Dataset content:
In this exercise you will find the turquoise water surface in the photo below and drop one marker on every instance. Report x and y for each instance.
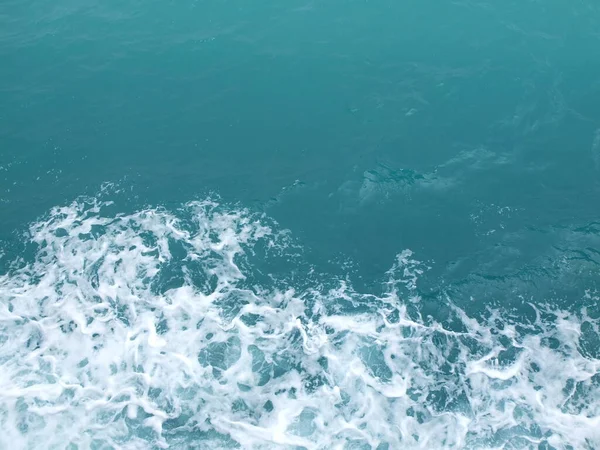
(299, 224)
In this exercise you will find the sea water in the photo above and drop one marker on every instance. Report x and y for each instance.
(299, 224)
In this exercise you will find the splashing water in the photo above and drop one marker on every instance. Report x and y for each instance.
(172, 329)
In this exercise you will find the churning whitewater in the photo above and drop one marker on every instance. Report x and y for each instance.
(174, 329)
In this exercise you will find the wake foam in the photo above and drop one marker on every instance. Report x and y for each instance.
(186, 329)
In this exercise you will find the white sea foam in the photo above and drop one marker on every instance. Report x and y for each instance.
(159, 329)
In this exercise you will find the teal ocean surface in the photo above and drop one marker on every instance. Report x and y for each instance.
(300, 224)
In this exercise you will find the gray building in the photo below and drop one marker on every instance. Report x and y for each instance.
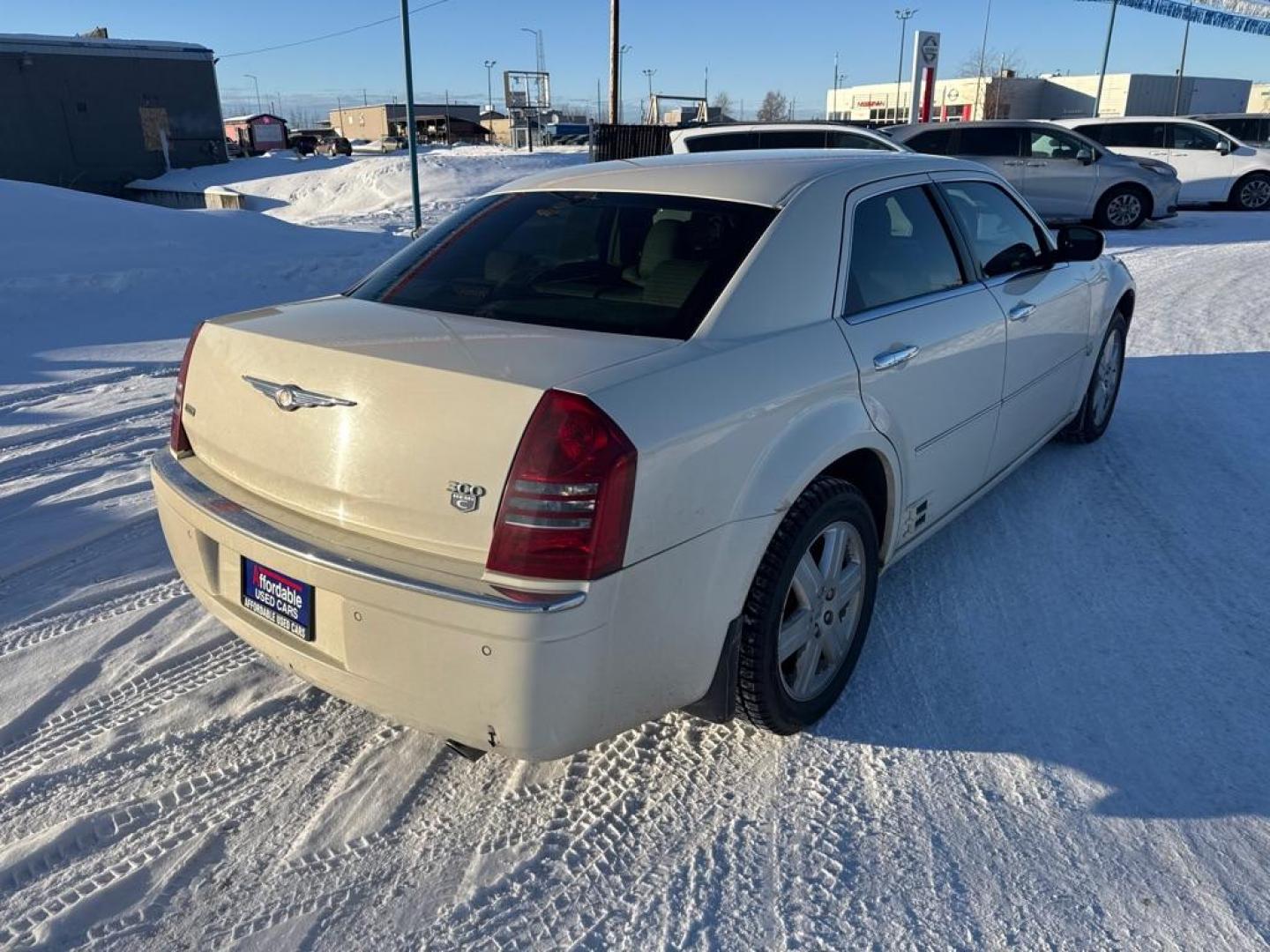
(93, 113)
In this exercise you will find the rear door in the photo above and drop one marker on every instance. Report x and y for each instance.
(1047, 310)
(1056, 182)
(1000, 147)
(1206, 170)
(930, 343)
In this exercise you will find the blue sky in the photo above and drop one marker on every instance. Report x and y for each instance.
(750, 46)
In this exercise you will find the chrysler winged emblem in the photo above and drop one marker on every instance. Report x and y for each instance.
(288, 397)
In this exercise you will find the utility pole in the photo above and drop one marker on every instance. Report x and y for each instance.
(489, 83)
(259, 107)
(983, 58)
(614, 56)
(621, 63)
(1106, 52)
(409, 117)
(903, 17)
(1181, 70)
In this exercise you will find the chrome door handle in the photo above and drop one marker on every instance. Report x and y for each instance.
(894, 358)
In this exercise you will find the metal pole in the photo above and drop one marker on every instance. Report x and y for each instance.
(409, 117)
(1106, 52)
(903, 17)
(983, 61)
(1181, 70)
(614, 56)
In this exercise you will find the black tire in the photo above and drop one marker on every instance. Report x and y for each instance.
(1088, 423)
(1120, 201)
(1251, 193)
(762, 695)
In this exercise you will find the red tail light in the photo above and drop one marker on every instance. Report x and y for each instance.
(178, 441)
(566, 505)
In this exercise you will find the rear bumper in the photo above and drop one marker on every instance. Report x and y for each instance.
(534, 677)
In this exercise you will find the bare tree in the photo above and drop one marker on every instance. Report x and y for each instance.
(992, 63)
(773, 108)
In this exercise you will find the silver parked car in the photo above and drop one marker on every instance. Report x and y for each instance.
(1065, 175)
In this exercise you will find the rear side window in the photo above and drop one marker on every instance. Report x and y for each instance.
(989, 141)
(1128, 135)
(1002, 238)
(852, 140)
(935, 143)
(900, 249)
(723, 143)
(640, 264)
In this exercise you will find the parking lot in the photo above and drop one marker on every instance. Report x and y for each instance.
(1057, 735)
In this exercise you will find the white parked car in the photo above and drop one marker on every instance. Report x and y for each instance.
(1213, 167)
(733, 136)
(634, 437)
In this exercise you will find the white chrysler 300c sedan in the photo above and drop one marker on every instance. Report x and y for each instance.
(631, 437)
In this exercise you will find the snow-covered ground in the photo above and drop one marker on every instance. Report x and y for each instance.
(1058, 735)
(367, 192)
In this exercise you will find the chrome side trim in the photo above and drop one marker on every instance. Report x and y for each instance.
(165, 467)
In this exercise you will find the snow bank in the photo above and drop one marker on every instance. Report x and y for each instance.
(371, 190)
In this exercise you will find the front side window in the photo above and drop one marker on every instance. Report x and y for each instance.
(640, 264)
(1197, 138)
(989, 141)
(723, 143)
(1002, 238)
(900, 249)
(1056, 145)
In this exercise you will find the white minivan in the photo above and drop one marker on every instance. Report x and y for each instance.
(1213, 167)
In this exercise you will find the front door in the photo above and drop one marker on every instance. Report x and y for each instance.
(1047, 310)
(1204, 167)
(930, 343)
(1056, 182)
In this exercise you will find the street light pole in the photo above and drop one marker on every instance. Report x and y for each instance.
(409, 118)
(1181, 70)
(489, 84)
(1106, 52)
(259, 108)
(903, 17)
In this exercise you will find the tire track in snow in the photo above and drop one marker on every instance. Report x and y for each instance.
(126, 703)
(37, 631)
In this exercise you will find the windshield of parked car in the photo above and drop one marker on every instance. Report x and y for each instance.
(621, 263)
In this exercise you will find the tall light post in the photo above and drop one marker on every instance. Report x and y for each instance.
(1181, 69)
(903, 17)
(489, 83)
(621, 63)
(259, 108)
(651, 74)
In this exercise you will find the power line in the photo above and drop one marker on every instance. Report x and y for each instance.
(332, 36)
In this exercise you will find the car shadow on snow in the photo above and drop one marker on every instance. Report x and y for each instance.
(1106, 608)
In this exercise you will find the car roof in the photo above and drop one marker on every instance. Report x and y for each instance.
(755, 176)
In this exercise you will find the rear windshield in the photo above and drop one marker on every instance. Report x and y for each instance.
(649, 265)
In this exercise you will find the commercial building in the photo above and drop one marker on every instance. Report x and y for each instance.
(1052, 97)
(430, 121)
(95, 113)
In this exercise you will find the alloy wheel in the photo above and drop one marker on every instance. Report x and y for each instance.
(822, 611)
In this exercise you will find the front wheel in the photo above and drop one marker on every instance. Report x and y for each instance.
(1251, 195)
(1100, 398)
(808, 609)
(1122, 207)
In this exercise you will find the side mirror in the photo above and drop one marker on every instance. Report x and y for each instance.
(1079, 242)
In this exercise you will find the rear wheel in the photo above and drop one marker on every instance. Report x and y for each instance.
(1099, 403)
(1251, 195)
(1123, 207)
(808, 608)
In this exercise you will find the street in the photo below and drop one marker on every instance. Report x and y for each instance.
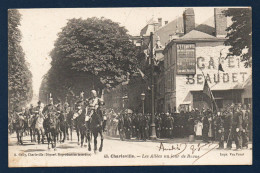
(119, 153)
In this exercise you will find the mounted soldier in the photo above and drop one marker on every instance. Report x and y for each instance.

Exercise requirements:
Lay out every line of the material above as a numbered list, skipping any blank lines and leaving the pictures out.

Written response:
1. In this exercise you will find the turquoise water surface in the photo below and drop one marker on every instance. Report x and y for each instance.
2. (299, 224)
3. In this exercise you will find the sea water in the photo above and drop one marker on every instance. Report x and y for each instance.
4. (299, 224)
5. In this exercise you will find the splashing water in the photo above and drop one marker on every instance. Report x and y for each instance.
6. (172, 329)
7. In this exercise you will find the churning whitewater in the photo above and drop one marker on every instance. Report x and y for each instance.
8. (174, 329)
9. In this exercise you will find the wake foam in the photo above and drop one marker on every instance. Report x and y for each instance.
10. (186, 329)
11. In this exercise you will find the white sea foam in the photo above and drop one marker on every instance. Report x and y for each instance.
12. (159, 329)
13. In this exercise you will find the teal ocean surface in the photo above and drop one marker on every instance. Report x and y for each instance.
14. (300, 224)
15. In this exercise you will find the gray building in the photo below and drop one marker on every instance. Report x and y for each instance.
16. (93, 113)
17. In this exercise you will find the rear door in the photo above and drop one marker on every instance. Report x and y for each instance.
18. (1047, 310)
19. (1056, 182)
20. (1000, 147)
21. (1206, 170)
22. (930, 343)
23. In this exercise you will find the blue sky in the photo above and drop one marker on every instance. Report x and y for each instance.
24. (750, 46)
25. In this exercise you will find the chrysler winged emblem in the photo above and drop one marker on every instance. Report x and y for each instance.
26. (288, 397)
27. In this exercise you will find the utility pole in the photo above and drop one marker on every instance. Report x and y for each instance.
28. (489, 83)
29. (259, 107)
30. (983, 58)
31. (614, 56)
32. (621, 63)
33. (1106, 52)
34. (409, 117)
35. (903, 17)
36. (1181, 70)
37. In this exercise you will find the chrome door handle in the photo above and drop one marker on every instance. Report x and y for each instance.
38. (894, 358)
39. In this exercise you will find the metal pole in the photo above and drop one marker on every instance. Report x and y for each instance.
40. (409, 117)
41. (1106, 52)
42. (903, 17)
43. (983, 61)
44. (1181, 70)
45. (614, 56)
46. In this exercise you will find the black tire in the photo above and drop one marker on every instance. Report x and y for each instance.
47. (1088, 423)
48. (1120, 201)
49. (1251, 193)
50. (762, 695)
51. In this exercise you will find the red tail light in the photo above and drop one marker on every instance. Report x and y for each instance.
52. (178, 441)
53. (566, 505)
54. In this exercise you will find the rear bumper in the photo above and drop one marker on every instance. Report x and y for each instance.
55. (534, 677)
56. In this exercise you will find the bare tree in the photo above and drop one marker on every instance. Report x and y for each instance.
57. (992, 63)
58. (773, 108)
59. In this exercise you will find the silver parked car in the photo above and drop one marker on every instance. Report x and y for each instance.
60. (1065, 175)
61. In this exercise you will find the rear side window in the photo above and drop one marker on every instance. Report x and y for each instance.
62. (989, 141)
63. (1128, 135)
64. (1002, 238)
65. (852, 140)
66. (935, 143)
67. (900, 249)
68. (723, 143)
69. (640, 264)
70. In this exercise you will find the parking lot in the photo above and drop one marker on every instance. Report x and y for each instance.
71. (1057, 735)
72. In this exercise you will find the white parked car in the photo above and drop one marker on every instance. Report x and y for each instance.
73. (1213, 167)
74. (733, 136)
75. (634, 437)
76. In this exercise you will find the white chrysler 300c sedan in the photo above and drop one marker on every instance. Report x and y for each instance.
77. (631, 437)
78. In this exercise you will find the snow-covered ground in the photo above and drop one marker on every instance. Report x and y for each instance.
79. (1058, 735)
80. (367, 192)
81. In this exercise you will find the chrome side trim in the photo above and drop one marker on every instance. Report x and y for each instance.
82. (165, 467)
83. In this exercise you will find the snow bank in the photo above and drop one marker on every instance. Report x and y for each instance.
84. (371, 190)
85. In this exercise you will find the front side window in the photo above and drop one marker on every instance. Report x and y for each instance.
86. (640, 264)
87. (1197, 138)
88. (989, 141)
89. (723, 143)
90. (1002, 238)
91. (900, 249)
92. (1056, 145)
93. In this exercise you will find the white minivan in the photo above and drop one marker on every instance. Report x and y for each instance.
94. (1213, 167)
95. In this exercise you will find the front door in the photo above and drop one marker on every instance. Report x and y for each instance.
96. (1047, 310)
97. (1204, 167)
98. (930, 343)
99. (1056, 182)
100. In this exercise you will find the street light pole in the photo above and drop one marker on every instance. Report x and y for each instance.
101. (409, 118)
102. (1181, 70)
103. (489, 84)
104. (1106, 52)
105. (259, 108)
106. (903, 17)
107. In this exercise you will find the tire track in snow in the photo above and drop one marker on every instance. Report x and y for each instance.
108. (126, 703)
109. (37, 631)
110. In this exercise you will find the windshield of parked car in the photo above and drop one marker on every instance. Report x and y for each instance.
111. (621, 263)
112. In this exercise you will find the tall light post in the photo above and drop one marker on every instance. Report x and y for each instance.
113. (1181, 69)
114. (903, 17)
115. (489, 83)
116. (621, 63)
117. (259, 108)
118. (651, 74)
119. In this exercise you will find the power line in the photo above and drop one marker on every instance. Report x and y for each instance.
120. (332, 36)
121. In this exercise you will find the car shadow on snow in the photo above and drop one marker on every instance. Report x and y for each instance.
122. (1106, 608)
123. In this exercise you will find the car roof in the photo above and drop one marker on every instance. Report x and y for each instance.
124. (755, 176)
125. In this exercise you will find the rear windshield in the photo above and drop one marker on every instance. Report x and y for each instance.
126. (649, 265)
127. In this exercise you will find the commercial building in the photo above and drop one marker on every instance. Report x and y for each instance.
128. (1052, 97)
129. (430, 121)
130. (95, 113)
131. In this exercise you will find the alloy wheel in the photo above and drop one marker on every instance. Report x and y for each instance.
132. (822, 611)
133. In this exercise you will find the front wheel in the photo above and drop one marker on every instance. Report x and y for each instance.
134. (1251, 195)
135. (1100, 398)
136. (808, 609)
137. (1122, 207)
138. In this exercise you will find the side mirror in the photo above and drop one marker on every instance. Report x and y for each instance.
139. (1079, 242)
140. In this exercise you will find the rear wheel in the photo above and drop one marker on every instance. Report x and y for each instance.
141. (1099, 403)
142. (1251, 195)
143. (1123, 207)
144. (808, 608)
145. In this exercise you will find the street in the photo below and drop one marker on every instance. Report x and y for each instance.
146. (119, 153)
147. In this exercise you will find the mounted soldier in the photo above and drop one marker on every instance. Report x and y for each instance.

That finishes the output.